_EXERCISE_:
Count the lines in the records that contain the string "door", matching case exactly, and give only the number.

Excerpt from a dataset:
____
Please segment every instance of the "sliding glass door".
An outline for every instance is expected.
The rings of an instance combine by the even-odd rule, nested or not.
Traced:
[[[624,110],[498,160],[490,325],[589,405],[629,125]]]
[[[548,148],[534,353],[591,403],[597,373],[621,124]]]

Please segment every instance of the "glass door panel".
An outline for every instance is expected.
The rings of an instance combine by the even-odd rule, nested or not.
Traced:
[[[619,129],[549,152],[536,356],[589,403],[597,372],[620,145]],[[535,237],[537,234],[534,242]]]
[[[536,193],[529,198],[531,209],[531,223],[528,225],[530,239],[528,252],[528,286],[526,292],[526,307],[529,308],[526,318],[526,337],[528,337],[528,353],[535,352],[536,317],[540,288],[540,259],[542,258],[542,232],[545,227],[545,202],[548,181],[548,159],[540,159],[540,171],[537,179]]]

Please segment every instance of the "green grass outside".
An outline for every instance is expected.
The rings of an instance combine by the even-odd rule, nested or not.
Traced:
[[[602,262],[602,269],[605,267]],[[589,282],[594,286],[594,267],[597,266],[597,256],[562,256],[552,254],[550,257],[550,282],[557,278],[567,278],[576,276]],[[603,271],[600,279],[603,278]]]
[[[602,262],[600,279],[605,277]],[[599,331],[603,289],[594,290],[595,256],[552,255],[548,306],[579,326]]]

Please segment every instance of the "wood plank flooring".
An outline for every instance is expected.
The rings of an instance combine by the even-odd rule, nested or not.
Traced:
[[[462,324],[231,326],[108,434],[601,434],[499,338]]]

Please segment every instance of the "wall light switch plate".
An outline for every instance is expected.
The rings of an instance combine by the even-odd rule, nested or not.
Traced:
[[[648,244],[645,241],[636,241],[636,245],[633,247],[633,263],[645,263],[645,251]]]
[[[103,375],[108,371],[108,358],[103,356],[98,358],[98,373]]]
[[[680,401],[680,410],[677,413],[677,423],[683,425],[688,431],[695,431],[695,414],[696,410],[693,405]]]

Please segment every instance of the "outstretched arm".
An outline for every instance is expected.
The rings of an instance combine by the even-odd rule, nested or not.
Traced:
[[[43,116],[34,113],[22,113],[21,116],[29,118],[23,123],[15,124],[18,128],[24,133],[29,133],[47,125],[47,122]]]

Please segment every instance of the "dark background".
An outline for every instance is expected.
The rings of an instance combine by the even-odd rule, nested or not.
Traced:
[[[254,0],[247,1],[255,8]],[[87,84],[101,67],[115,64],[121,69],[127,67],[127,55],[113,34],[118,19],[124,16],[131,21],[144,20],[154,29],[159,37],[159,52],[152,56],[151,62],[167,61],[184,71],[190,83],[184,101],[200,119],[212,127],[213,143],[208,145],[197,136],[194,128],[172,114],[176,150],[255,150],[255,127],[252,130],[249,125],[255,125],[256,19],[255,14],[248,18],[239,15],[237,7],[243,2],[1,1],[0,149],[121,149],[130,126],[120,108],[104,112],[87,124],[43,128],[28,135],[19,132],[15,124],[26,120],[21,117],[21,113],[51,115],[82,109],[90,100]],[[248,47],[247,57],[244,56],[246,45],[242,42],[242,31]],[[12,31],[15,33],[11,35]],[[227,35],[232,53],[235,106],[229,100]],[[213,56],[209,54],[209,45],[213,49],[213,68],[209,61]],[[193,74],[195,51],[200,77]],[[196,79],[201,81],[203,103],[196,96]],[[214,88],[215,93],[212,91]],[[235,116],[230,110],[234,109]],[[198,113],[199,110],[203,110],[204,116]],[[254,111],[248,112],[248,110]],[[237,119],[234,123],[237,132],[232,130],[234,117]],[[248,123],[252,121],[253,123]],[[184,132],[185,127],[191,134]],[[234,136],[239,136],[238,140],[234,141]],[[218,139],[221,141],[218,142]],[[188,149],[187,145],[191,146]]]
____
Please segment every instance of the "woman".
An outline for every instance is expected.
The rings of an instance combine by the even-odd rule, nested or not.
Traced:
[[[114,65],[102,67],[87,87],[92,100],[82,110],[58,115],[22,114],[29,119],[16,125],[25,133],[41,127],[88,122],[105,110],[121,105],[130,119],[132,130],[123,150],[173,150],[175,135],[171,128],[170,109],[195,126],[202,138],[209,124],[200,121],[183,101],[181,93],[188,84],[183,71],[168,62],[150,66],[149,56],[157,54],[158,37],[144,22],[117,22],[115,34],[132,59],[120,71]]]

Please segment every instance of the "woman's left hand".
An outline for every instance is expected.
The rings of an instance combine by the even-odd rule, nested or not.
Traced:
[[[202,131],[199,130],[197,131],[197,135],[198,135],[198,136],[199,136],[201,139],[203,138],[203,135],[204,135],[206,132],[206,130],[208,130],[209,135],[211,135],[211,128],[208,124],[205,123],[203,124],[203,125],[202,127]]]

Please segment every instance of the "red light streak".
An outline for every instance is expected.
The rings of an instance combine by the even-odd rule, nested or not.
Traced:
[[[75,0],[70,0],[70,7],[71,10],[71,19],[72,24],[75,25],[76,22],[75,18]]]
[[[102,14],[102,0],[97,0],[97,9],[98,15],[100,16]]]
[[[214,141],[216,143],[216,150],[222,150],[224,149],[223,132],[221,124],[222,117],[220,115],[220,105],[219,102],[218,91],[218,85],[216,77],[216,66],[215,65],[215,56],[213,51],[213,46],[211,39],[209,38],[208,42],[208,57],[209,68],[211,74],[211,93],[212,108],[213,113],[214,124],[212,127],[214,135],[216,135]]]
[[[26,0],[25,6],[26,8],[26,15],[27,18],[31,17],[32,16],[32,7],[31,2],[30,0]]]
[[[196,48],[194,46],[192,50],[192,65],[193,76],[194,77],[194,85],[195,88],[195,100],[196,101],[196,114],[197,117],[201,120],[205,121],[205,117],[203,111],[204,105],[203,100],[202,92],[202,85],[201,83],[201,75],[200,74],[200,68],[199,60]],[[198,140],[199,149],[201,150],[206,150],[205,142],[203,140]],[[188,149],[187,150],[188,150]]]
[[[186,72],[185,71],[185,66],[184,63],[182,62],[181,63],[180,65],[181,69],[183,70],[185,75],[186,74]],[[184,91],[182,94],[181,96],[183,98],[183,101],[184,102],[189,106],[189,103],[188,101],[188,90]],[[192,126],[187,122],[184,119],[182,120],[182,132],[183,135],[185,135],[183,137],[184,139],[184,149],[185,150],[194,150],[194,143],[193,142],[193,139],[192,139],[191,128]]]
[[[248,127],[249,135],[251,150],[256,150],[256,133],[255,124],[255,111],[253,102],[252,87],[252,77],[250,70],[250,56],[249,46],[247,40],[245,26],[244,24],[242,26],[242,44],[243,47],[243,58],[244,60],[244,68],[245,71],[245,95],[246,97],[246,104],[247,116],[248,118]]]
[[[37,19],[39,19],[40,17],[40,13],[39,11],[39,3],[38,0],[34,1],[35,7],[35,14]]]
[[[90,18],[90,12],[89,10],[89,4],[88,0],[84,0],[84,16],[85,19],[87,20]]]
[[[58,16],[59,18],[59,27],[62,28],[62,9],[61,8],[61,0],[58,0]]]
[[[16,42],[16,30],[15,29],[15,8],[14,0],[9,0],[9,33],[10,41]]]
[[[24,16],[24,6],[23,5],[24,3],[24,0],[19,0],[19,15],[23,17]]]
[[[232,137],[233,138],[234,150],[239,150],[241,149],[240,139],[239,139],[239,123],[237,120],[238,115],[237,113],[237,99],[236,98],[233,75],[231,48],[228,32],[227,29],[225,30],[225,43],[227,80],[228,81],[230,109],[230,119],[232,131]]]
____
_TASK ANSWER_:
2